Write the material out again, line by line, exactly as it is.

(Dataset entries)
# # # #

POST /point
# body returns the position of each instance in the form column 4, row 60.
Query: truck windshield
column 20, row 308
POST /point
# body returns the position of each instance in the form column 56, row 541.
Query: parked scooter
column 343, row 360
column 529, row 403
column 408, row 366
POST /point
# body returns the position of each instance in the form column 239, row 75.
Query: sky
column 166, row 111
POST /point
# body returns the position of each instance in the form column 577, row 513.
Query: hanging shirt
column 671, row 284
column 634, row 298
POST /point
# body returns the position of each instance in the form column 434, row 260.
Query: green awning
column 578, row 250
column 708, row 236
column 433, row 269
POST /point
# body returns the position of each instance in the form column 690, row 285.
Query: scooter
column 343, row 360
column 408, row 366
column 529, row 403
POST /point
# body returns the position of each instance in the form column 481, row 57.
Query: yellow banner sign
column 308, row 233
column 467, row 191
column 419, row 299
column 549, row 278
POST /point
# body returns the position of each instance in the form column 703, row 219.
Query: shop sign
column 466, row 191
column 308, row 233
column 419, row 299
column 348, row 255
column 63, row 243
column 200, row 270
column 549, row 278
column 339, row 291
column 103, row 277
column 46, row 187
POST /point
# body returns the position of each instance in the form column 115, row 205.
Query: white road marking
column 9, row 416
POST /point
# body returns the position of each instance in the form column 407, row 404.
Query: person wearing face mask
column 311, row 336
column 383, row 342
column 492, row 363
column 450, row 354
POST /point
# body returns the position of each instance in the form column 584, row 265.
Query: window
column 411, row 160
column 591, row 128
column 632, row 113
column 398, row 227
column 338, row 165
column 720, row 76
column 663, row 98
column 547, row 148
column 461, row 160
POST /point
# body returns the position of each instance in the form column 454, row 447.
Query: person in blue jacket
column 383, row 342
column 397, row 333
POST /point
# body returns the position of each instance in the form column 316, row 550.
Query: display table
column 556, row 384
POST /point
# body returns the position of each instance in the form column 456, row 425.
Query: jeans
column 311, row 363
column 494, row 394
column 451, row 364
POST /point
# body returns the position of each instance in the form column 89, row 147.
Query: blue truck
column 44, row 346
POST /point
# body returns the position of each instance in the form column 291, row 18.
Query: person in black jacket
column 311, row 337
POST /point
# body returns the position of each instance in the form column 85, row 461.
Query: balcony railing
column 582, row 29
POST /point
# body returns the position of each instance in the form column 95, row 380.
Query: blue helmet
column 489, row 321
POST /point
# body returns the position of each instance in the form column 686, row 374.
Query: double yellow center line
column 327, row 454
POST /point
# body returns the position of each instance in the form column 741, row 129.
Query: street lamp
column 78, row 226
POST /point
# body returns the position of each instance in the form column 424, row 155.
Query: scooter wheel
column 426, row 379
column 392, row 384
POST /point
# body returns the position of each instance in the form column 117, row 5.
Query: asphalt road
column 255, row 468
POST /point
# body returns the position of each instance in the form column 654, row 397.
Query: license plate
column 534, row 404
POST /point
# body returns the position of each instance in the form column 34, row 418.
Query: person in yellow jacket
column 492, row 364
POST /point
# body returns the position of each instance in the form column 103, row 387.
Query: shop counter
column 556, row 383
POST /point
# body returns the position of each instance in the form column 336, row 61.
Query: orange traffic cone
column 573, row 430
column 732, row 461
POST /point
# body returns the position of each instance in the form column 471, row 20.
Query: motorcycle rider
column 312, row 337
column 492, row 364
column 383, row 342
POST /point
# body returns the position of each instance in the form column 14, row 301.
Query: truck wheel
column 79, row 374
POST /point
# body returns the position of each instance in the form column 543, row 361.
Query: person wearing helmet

# # # #

** Task solution **
POST /point
# body returns the position of each instance in the form column 4, row 60.
Query: truck windshield
column 20, row 308
POST /point
# body returns the position of each instance in the form column 56, row 541.
Query: parked scooter
column 343, row 360
column 529, row 403
column 408, row 366
POST /point
# body returns the position of each instance in the form column 239, row 75.
Query: sky
column 166, row 111
POST /point
# body returns the position of each instance in the form column 577, row 513.
Query: hanging shirt
column 671, row 284
column 634, row 298
POST /point
# body returns the position of each instance in the form column 434, row 260.
Query: green awning
column 578, row 250
column 708, row 236
column 433, row 269
POST /point
# body returns the position of each instance in the form column 690, row 285.
Query: scooter
column 343, row 360
column 408, row 366
column 529, row 403
POST /point
# body returns the position of each instance in the form column 481, row 57.
Query: yellow banner sign
column 308, row 233
column 467, row 191
column 419, row 299
column 549, row 278
POST /point
# body returns the position of each instance in the form column 703, row 219.
Query: shop sign
column 466, row 191
column 308, row 233
column 419, row 299
column 348, row 255
column 63, row 243
column 200, row 270
column 549, row 278
column 339, row 291
column 103, row 277
column 46, row 187
POST /point
# body returns the position of each instance in the form column 115, row 205.
Query: white road marking
column 9, row 416
POST /point
# body returns the position of each instance in the form column 407, row 404.
Query: person wearing face mask
column 311, row 336
column 383, row 342
column 492, row 363
column 450, row 354
POST /point
# body returns the position of each instance in the form column 584, row 265.
Query: window
column 411, row 160
column 591, row 128
column 632, row 113
column 398, row 227
column 338, row 165
column 720, row 76
column 663, row 98
column 547, row 148
column 461, row 160
POST /point
# body returns the position of each instance in the form column 454, row 447.
Query: person in blue jacket
column 383, row 342
column 397, row 333
POST /point
# body returns the position of each instance in the form column 316, row 550.
Query: display table
column 556, row 384
POST /point
# body returns the position of each instance in the form column 456, row 425.
Query: jeans
column 311, row 363
column 494, row 394
column 451, row 364
POST /point
# body returns the position of each instance in the form column 89, row 147.
Query: blue truck
column 44, row 346
POST /point
# body returns the position of each instance in the form column 291, row 18.
Query: person in black jacket
column 311, row 337
POST /point
# body returns the position of each instance in the form column 85, row 461.
Query: balcony railing
column 582, row 29
POST /point
# body returns the position of each instance in the form column 95, row 380.
Query: blue helmet
column 489, row 321
POST /point
# body returns the position of each instance in the form column 686, row 374.
Query: double yellow center line
column 327, row 454
POST /point
# body returns the position of each instance in the form column 741, row 129.
Query: street lamp
column 78, row 226
POST /point
# body returns the position of each instance in the form column 424, row 155.
Query: scooter wheel
column 426, row 379
column 392, row 384
POST /point
# body returns the position of each instance in the form column 117, row 5.
Query: asphalt road
column 255, row 468
POST /point
# body returns the position of each instance in the form column 654, row 397.
Query: license plate
column 534, row 404
POST /point
# body returns the position of each instance in the form column 34, row 418.
Query: person in yellow jacket
column 492, row 364
POST /point
# body returns the position of each instance in the form column 103, row 387.
Query: shop counter
column 556, row 383
POST /point
# body returns the position of each instance in the form column 336, row 61.
Query: orange traffic cone
column 573, row 430
column 732, row 461
POST /point
# body returns the position of each instance in the form column 471, row 20.
Query: motorcycle rider
column 312, row 337
column 492, row 364
column 383, row 342
POST /point
# body returns the position of each instance in the form column 14, row 301.
Query: truck wheel
column 79, row 374
POST /point
# body returns the position of each instance in the form column 543, row 361.
Query: person wearing helmet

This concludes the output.